Description of the task → In the book review, why is Jace brought into the alternate world? Explain in one to three sentences.

Selected passage →
● ● ●

Friday, December 4, 2009

Dying Bites by DD Barant

I ordinarily don't read books written in present tense. I can think of only one book (Soon I Will Be Invincible by Austin Grossman) where it worked for me. In the case of Dying Bites, the book is good in spite of being in present tense, not because of it.

Dying Bites is a richly layered book, just perfect to really dig into. It starts off fast and doesn't flag. Stuff just keeps happening, which I love--and it's not just action scenes that move the plot forward, but the interplay of characters and the slow revealing of background and history of this world. The downside to this is that the main character, Jace Valchek, seems to drop into the story with barely any past of her own.

Jace works for the FBI as a profiler, helping track down psychopaths, but she's pulled into an alternate reality where vampires and werewolves are common. There's a human serial killer murdering vampires and werewolves; since the supernatural species are mostly mentally stable, they don't know how to deal with the killer. Jace has been brought in to help track him down.

That alone would make for a fun urban fantasy, but that's just the surface. Jace has to get used a world in which humans make up only 1% of the population; she's got a golem for a partner, no one knows what guns are (and the bullets don't do much damage to the locals anyway), and as the book progresses, she becomes more and more certain that her new bosses are holding back vital information about what the serial killer is actually up to--and why.

The plot is solid and clever, and I love that Jace is an intelligent character. The writing is good too--despite its being in present tense. The present tense doesn't make the story more immediate, incidentally. It even seems to do the opposite: in several cases, important events take place offscreen. I don't have a problem with cutting away modestly from a sex scene (although I'd have liked at least some buildup so I wasn't so surprised, after the scene break, to find that Jace had indeed done the nasty), but it really feels like a cop-out when important conversations, fights, and explosions are treated the same way.

On the whole, though, the awesomeness of this book far outweighs the few drawbacks, even the present tense. But just think how awesome it would have been if it didn't continually draw attention to the mechanics of the writing.

B&N link

2 comments:

Jackie said...

I read, as a morbid teenager, a depressing true book written by a mother about her dying child, and the book was in the second person, which was most unsettling, particularly when the mother began discussing fatal symptoms: "You were twelve that November...."

Shiver.

Aside from the author and her publisher, I may have been the only person to read that book all the way through.

K.C. Shaw said...

Ick, second person dying-child books! Suddenly present tense doesn't sound so bad.

● ● ●

Provided information →
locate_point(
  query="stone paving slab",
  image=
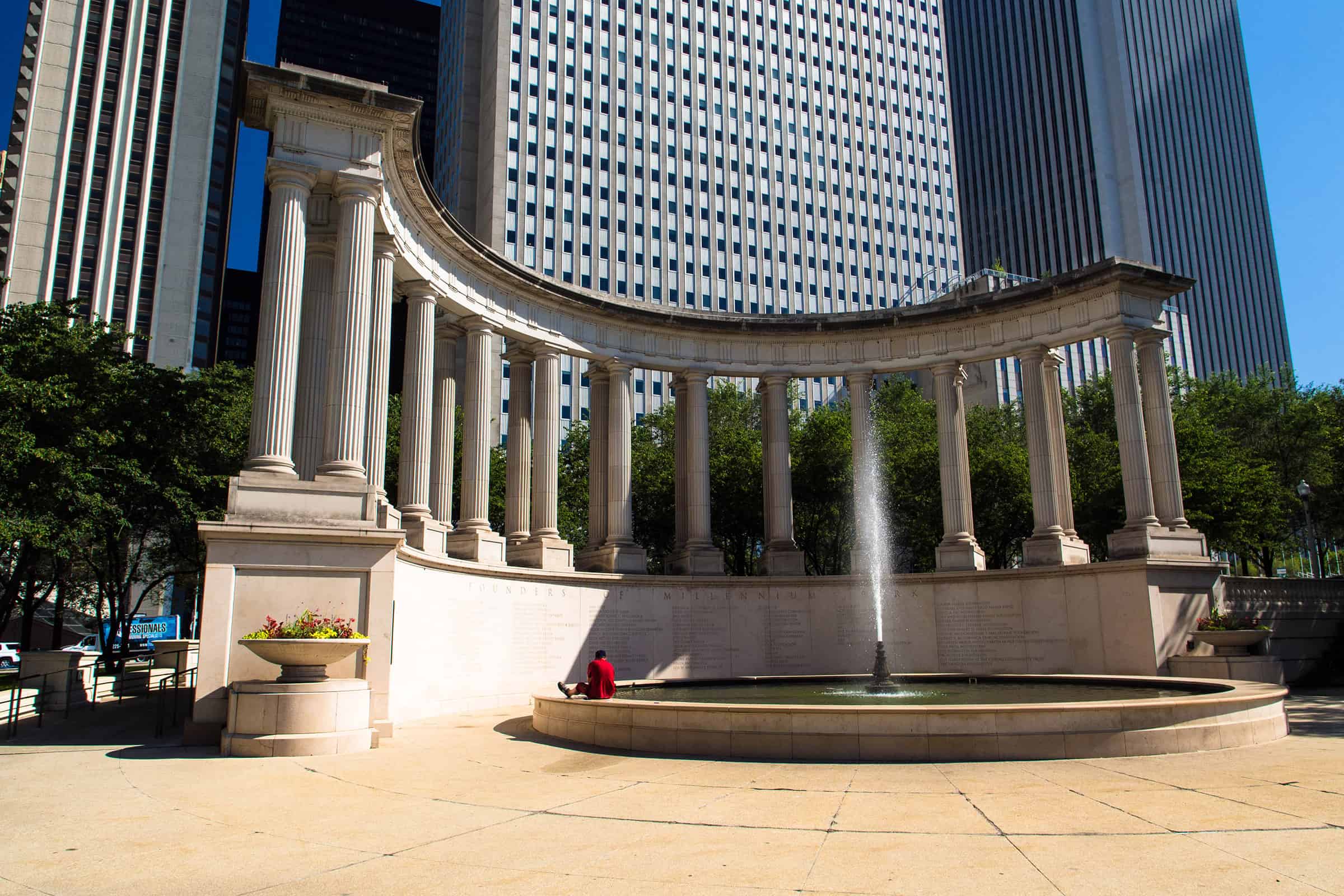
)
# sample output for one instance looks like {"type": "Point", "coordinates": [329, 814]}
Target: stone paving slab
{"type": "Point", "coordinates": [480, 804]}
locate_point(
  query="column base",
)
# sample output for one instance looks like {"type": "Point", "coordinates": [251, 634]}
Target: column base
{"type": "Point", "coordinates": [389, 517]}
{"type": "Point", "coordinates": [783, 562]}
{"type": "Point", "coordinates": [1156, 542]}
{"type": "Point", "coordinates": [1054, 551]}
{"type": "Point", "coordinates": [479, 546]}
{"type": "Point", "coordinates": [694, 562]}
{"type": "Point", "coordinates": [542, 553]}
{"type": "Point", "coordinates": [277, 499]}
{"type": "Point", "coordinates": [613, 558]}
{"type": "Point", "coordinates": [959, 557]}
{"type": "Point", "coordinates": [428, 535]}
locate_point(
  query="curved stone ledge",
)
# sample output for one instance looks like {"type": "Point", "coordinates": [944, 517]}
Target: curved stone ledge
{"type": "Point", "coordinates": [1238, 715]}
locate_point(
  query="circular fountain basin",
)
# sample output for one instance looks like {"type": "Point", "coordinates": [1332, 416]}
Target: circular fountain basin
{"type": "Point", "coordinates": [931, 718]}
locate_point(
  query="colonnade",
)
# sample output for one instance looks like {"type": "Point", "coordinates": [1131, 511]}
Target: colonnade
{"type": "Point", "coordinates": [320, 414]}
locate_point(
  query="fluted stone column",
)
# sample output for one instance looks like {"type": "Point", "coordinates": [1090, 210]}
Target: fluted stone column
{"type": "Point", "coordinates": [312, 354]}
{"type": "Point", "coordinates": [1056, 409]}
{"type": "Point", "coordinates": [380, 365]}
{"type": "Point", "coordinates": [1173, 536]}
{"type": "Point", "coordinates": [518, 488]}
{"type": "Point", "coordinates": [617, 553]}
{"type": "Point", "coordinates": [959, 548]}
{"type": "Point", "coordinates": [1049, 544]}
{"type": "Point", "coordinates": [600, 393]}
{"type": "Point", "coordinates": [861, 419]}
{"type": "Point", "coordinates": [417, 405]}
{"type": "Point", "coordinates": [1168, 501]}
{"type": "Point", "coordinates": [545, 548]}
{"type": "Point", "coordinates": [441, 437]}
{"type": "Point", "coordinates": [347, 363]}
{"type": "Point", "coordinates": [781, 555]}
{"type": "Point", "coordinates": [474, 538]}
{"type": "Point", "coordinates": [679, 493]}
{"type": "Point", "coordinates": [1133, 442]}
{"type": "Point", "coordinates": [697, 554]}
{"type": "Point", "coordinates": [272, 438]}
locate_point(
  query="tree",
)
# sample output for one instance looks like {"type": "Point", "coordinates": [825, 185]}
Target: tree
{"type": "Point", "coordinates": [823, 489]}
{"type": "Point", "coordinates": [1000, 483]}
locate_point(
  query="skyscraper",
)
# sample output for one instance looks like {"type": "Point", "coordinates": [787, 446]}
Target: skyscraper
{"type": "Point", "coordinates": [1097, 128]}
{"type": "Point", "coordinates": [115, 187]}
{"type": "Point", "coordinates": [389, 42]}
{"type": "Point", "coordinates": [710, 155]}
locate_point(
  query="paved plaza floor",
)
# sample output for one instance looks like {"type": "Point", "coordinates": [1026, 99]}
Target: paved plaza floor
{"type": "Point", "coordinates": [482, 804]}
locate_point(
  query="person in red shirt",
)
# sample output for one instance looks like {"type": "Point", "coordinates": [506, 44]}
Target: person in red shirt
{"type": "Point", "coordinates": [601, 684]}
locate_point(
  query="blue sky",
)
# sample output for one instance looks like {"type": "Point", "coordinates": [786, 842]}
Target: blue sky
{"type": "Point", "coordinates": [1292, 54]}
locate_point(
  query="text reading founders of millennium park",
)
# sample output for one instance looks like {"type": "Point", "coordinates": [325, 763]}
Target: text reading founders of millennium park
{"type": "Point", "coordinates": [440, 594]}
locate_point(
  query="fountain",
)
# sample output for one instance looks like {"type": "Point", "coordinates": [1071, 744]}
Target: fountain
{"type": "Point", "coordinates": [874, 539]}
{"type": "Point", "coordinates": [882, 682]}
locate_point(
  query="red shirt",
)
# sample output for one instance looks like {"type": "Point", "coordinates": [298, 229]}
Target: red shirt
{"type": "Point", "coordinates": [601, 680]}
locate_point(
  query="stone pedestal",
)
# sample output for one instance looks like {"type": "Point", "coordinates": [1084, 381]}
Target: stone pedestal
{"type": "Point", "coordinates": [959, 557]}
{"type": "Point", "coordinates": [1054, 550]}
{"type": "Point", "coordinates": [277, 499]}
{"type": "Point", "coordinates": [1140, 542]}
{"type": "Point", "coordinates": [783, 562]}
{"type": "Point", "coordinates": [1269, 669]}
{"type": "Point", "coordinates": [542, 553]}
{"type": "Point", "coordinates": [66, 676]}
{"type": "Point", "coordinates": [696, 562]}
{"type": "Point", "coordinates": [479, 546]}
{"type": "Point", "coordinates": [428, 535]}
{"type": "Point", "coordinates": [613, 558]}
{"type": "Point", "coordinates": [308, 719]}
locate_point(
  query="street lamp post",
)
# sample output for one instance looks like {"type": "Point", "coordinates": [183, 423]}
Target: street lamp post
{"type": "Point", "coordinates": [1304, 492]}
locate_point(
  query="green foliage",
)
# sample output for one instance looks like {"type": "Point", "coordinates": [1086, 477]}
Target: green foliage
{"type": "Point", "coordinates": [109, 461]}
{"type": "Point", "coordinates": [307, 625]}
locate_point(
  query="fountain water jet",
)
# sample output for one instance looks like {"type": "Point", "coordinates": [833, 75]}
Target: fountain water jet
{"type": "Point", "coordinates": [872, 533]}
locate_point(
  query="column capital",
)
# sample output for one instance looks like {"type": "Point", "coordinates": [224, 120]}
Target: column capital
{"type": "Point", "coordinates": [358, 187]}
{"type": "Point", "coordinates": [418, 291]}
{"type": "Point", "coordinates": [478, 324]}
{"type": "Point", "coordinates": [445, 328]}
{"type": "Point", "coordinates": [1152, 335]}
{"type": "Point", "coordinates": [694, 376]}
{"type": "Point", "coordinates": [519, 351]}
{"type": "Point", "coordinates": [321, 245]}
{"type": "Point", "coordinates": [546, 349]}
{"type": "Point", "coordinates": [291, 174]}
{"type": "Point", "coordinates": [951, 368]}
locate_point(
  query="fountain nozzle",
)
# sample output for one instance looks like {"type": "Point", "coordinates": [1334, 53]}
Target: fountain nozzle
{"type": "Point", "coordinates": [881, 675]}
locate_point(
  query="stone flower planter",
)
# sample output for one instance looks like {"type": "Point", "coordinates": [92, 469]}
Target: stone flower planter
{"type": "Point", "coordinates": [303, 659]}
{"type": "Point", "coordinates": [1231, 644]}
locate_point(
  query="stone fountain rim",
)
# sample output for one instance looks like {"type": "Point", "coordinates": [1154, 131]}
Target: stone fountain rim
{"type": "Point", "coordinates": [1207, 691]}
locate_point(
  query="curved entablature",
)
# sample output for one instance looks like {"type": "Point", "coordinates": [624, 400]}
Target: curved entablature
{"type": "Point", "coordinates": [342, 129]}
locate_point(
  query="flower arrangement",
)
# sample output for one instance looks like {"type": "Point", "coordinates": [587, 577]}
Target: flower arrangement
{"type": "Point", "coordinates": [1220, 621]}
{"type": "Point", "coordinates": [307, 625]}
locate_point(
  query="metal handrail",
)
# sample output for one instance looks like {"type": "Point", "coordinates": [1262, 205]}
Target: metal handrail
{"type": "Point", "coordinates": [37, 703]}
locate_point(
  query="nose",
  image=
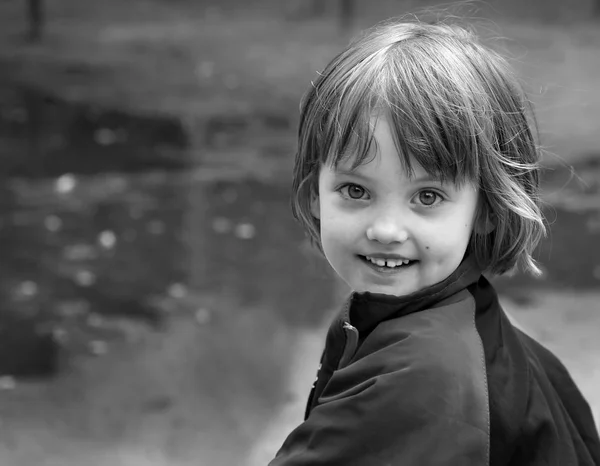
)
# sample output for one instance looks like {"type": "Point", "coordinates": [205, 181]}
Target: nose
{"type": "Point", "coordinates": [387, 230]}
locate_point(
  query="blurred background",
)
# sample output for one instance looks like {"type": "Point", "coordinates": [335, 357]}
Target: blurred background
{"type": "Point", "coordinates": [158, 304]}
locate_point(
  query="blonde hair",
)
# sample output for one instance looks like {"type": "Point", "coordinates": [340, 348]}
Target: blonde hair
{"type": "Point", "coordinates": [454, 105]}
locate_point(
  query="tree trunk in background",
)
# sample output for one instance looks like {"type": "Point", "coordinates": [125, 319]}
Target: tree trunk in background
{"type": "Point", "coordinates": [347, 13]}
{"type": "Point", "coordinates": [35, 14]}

● ● ●

Written response → A human serial killer is murdering vampires and werewolves in that world. The supernatural species there are mostly mentally stable, so they don't know how to deal with such a killer. Jace, an FBI profiler who helps track down psychopaths, is brought in to help find him.